*WORK REQUIRED*
Return the lines of the listing below word for word, leaving out the pictures.

Excerpts from a dataset on pointing to objects:

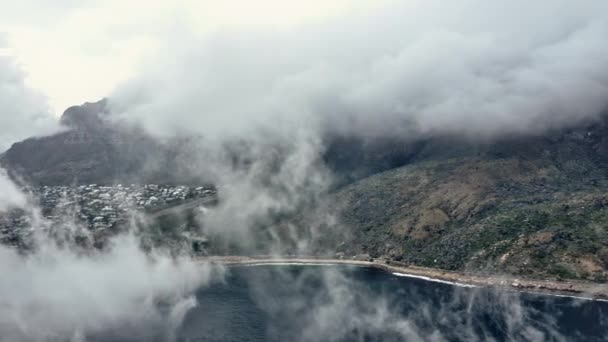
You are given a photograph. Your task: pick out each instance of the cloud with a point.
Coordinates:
(467, 67)
(23, 111)
(55, 293)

*THE ANSWER*
You are given a photograph. Your task: pick out each instance of the cloud with a point.
Coordinates:
(467, 67)
(23, 111)
(55, 293)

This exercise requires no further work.